WHAT YOU ARE ASKED TO DO: Could you find every line in the entries below that holds the word "tight" and copy it?

PROVIDED DATA:
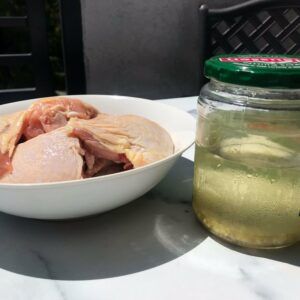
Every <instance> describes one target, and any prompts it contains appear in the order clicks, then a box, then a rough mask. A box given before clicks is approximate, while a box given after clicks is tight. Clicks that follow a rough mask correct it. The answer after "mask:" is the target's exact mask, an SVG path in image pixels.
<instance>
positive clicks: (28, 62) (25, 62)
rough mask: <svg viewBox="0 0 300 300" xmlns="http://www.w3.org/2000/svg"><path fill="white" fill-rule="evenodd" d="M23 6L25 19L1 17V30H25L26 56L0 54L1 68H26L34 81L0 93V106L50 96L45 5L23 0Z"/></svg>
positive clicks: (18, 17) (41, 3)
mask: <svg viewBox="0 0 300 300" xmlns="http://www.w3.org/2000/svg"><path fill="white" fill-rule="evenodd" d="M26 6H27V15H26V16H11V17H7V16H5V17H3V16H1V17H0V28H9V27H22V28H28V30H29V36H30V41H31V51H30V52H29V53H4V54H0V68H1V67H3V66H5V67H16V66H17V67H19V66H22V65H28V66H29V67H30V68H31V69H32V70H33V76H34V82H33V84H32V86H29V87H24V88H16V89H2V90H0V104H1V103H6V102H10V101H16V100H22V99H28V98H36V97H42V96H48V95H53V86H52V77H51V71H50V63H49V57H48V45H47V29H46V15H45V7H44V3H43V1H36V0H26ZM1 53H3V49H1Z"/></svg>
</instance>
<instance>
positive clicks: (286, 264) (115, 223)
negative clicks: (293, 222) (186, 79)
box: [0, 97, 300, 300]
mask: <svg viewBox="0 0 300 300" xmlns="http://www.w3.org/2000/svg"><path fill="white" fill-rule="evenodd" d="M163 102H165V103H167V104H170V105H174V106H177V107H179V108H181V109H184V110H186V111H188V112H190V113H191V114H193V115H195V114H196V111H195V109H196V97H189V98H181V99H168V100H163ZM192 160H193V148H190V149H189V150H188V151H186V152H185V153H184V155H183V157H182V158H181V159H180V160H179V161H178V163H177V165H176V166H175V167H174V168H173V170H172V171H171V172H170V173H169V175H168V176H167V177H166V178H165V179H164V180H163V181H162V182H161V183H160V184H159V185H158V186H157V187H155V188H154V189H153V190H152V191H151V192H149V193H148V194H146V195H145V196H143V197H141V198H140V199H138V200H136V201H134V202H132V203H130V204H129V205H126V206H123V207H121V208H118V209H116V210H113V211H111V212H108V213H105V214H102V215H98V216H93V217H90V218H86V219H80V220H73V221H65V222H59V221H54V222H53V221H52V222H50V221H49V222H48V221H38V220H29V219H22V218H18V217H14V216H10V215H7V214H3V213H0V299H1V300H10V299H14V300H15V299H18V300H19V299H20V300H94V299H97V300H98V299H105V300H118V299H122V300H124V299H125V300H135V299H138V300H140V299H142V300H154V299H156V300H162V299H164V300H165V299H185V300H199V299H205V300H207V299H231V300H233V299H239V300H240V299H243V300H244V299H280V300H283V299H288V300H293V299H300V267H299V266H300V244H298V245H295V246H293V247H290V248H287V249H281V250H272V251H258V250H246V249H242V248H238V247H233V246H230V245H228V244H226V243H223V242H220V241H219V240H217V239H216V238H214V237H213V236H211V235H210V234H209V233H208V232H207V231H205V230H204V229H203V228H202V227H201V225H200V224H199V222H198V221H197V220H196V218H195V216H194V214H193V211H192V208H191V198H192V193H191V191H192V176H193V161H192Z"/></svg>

--

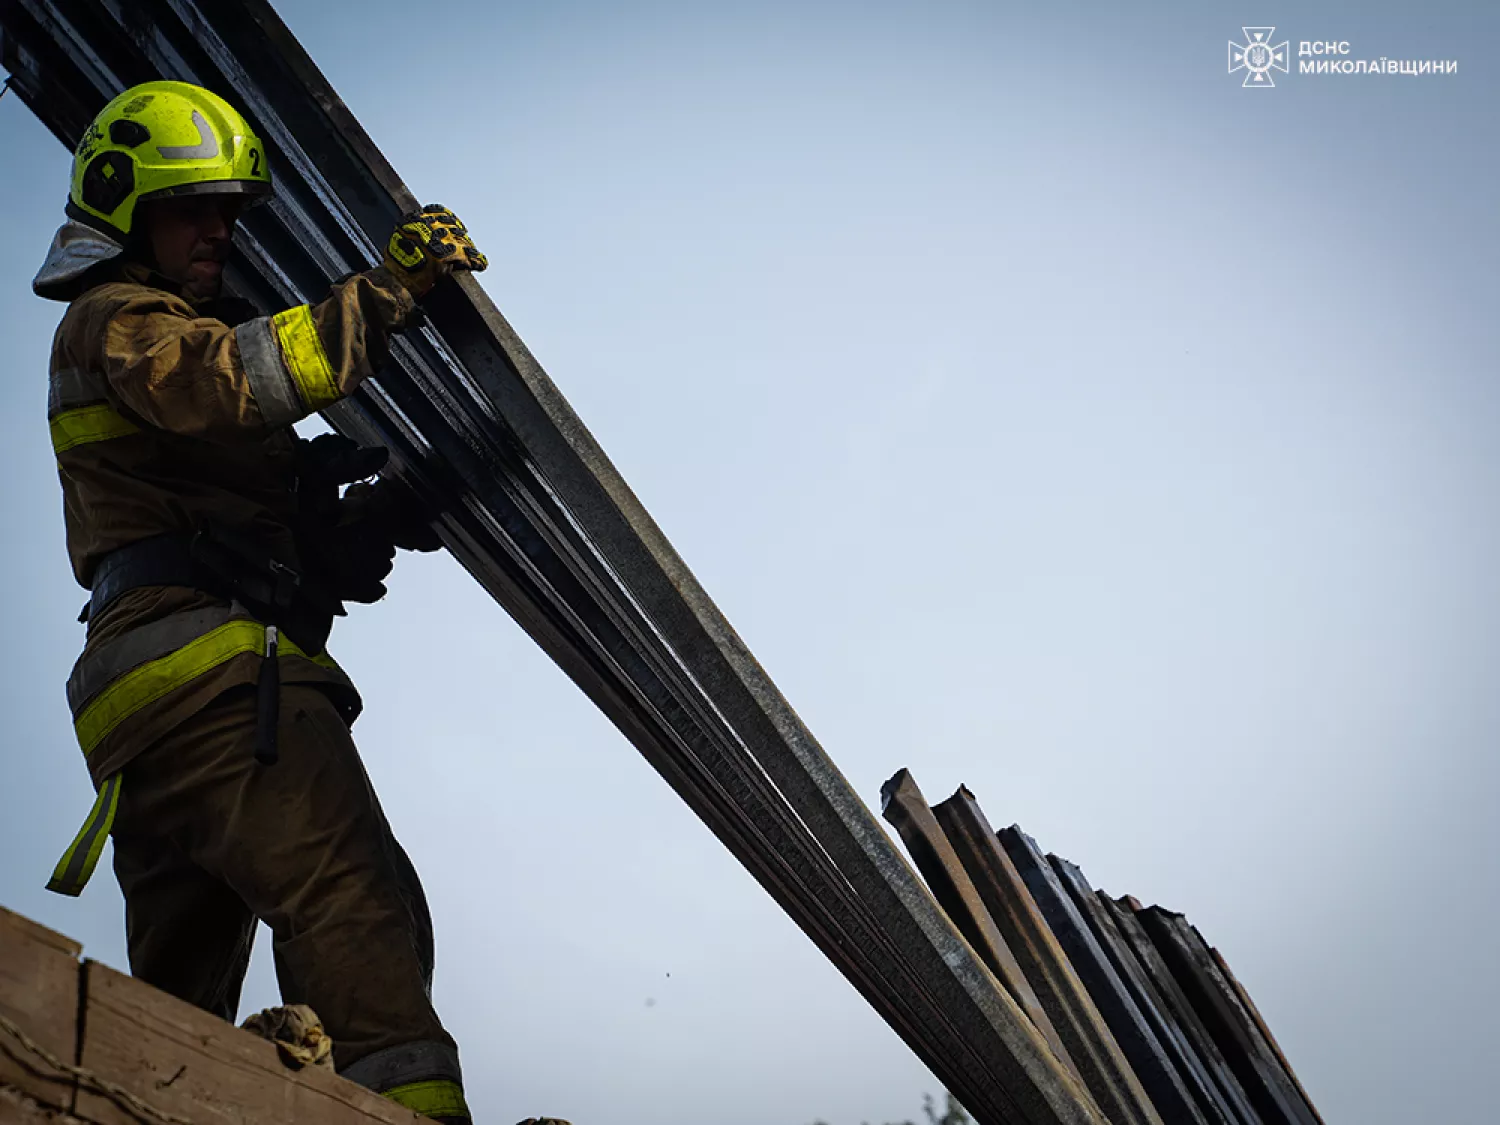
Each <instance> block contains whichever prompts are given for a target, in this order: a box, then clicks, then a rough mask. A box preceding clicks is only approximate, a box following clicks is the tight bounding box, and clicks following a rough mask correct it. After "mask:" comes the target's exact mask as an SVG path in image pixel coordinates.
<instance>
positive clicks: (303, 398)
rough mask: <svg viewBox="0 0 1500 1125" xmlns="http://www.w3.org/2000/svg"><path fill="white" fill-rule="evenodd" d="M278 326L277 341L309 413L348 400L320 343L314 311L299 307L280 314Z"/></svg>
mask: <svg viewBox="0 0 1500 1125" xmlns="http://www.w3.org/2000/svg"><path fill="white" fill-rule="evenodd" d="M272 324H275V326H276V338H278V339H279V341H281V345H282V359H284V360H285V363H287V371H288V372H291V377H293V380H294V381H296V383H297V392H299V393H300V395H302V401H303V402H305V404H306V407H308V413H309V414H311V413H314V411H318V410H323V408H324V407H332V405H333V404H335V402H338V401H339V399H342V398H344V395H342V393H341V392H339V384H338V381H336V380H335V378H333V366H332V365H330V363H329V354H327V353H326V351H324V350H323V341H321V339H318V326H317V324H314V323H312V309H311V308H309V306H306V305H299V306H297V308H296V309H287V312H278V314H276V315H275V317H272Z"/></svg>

--

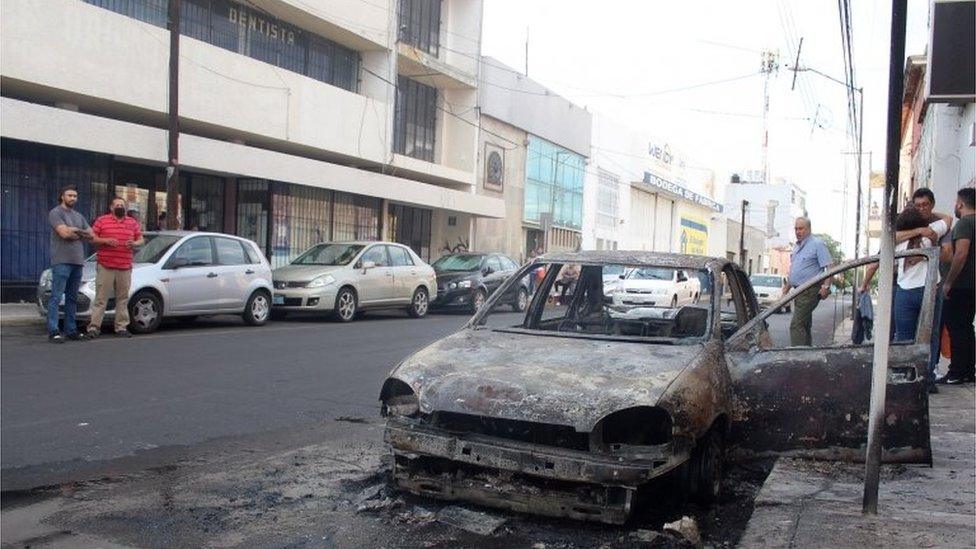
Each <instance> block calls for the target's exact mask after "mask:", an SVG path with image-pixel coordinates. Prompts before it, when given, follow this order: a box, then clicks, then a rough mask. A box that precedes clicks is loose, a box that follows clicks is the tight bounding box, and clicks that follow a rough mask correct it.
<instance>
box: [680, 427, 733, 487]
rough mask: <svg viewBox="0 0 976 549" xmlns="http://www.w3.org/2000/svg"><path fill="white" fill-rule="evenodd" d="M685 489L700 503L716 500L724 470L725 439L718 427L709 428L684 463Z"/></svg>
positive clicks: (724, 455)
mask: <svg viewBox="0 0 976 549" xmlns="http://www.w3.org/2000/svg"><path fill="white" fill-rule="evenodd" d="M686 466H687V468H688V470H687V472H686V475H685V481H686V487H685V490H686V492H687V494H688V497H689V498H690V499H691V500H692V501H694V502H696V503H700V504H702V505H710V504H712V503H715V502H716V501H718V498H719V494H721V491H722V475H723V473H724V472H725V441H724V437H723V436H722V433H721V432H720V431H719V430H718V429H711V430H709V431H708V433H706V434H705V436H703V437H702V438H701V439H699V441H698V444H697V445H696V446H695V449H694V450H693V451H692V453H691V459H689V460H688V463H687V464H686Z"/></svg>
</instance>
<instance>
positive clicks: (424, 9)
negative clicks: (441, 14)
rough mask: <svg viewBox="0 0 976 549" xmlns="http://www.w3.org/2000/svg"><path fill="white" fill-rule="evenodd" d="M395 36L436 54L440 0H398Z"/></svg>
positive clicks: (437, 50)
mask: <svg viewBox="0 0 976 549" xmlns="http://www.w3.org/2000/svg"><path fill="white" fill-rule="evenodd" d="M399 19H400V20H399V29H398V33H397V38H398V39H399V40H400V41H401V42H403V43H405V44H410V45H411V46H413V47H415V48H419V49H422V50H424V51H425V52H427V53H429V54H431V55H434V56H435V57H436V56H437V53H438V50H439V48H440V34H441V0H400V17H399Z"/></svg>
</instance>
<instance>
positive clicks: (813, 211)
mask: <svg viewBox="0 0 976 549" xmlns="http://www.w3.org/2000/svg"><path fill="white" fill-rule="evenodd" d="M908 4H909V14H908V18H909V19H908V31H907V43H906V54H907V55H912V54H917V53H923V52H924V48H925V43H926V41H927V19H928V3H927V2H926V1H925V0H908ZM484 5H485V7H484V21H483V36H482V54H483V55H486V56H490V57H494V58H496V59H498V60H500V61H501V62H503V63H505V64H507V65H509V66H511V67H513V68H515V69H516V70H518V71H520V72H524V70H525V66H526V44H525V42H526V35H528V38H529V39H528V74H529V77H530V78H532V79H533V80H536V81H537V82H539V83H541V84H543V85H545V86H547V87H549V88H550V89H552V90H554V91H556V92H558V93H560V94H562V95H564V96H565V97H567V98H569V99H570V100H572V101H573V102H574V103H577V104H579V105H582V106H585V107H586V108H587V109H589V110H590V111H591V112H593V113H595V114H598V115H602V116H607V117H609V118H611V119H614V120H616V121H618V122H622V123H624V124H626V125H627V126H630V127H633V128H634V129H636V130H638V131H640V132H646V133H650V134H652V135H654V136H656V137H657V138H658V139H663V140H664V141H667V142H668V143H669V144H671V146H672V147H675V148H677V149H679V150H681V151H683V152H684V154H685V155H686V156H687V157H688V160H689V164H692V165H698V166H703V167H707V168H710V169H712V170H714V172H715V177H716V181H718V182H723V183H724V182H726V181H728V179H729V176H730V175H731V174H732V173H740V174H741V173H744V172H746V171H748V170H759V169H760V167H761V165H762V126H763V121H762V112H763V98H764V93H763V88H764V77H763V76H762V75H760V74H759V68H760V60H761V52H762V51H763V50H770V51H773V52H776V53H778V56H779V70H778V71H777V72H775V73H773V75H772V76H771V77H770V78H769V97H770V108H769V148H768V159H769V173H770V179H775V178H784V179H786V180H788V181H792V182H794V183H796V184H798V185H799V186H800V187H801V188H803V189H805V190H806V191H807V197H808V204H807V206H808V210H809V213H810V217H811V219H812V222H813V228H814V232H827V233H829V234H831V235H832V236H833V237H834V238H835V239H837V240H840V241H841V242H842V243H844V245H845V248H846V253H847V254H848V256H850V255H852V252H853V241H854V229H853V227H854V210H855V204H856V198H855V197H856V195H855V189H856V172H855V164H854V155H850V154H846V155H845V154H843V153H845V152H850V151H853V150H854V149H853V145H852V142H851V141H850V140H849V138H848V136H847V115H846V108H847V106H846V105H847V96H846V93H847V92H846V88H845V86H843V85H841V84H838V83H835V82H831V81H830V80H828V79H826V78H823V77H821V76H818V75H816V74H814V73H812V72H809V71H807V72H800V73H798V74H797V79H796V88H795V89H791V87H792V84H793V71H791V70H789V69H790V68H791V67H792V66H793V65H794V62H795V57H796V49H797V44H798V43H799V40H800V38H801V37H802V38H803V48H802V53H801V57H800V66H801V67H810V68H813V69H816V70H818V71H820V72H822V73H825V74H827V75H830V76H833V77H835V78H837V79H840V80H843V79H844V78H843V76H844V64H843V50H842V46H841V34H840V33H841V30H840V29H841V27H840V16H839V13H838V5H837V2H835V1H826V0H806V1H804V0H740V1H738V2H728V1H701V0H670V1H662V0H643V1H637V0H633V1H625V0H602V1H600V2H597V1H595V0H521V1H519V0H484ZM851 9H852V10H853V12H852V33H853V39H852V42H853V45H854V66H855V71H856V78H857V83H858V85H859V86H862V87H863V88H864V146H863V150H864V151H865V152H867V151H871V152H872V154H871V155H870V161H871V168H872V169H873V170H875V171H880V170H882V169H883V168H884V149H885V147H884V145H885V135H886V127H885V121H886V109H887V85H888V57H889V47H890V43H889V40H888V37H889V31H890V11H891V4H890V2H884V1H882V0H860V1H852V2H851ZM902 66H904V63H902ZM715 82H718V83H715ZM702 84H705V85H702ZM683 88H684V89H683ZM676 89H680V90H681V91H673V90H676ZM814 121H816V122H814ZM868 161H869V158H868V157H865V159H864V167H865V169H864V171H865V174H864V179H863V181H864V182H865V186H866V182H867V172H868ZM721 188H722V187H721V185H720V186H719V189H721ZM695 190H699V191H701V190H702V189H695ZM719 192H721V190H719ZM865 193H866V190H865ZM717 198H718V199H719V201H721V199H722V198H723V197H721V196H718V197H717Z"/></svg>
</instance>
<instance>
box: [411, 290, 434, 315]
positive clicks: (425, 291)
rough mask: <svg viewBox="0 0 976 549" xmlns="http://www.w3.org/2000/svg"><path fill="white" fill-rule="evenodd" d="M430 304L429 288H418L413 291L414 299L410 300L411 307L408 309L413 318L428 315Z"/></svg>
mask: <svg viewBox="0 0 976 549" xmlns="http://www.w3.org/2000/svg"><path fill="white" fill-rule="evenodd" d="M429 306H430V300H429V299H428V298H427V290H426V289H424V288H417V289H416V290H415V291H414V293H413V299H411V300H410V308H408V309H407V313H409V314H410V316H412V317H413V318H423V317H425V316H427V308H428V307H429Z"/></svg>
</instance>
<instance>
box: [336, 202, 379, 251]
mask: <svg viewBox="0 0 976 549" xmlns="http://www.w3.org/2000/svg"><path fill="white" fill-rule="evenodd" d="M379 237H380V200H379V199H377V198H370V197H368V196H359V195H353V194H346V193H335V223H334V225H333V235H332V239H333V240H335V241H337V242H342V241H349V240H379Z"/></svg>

RESULT OF THE TASK:
Every <instance> describes one target, and any prompts it contains appear in the order clicks, then a box, then a rough mask. A box given before clicks is approximate, while a box given after clicks is tight. Clicks that follow a rough mask correct it. The answer after "mask:" is the target's exact mask, an SVG path in image pixels.
Each <instance> block contains whichever prompts are given for a target, in this order: a box, then clicks, then a rough mask. A box preceding clicks is only approximate, a box following clicks is the tight bounding box, and clicks following a rough mask correct it. After "mask:" comes the target's exact mask as an SVG path in image pixel coordinates.
Each <instance> block calls for the target's exact mask after "mask:", an SVG path with image-pixel coordinates. Prompts before it, when given, follow this order: a box, then clicks, then a rough mask. A box that precedes clicks is loose, a box that follows clicks is the tight bounding box, and clicks that follow a rough mask correct it.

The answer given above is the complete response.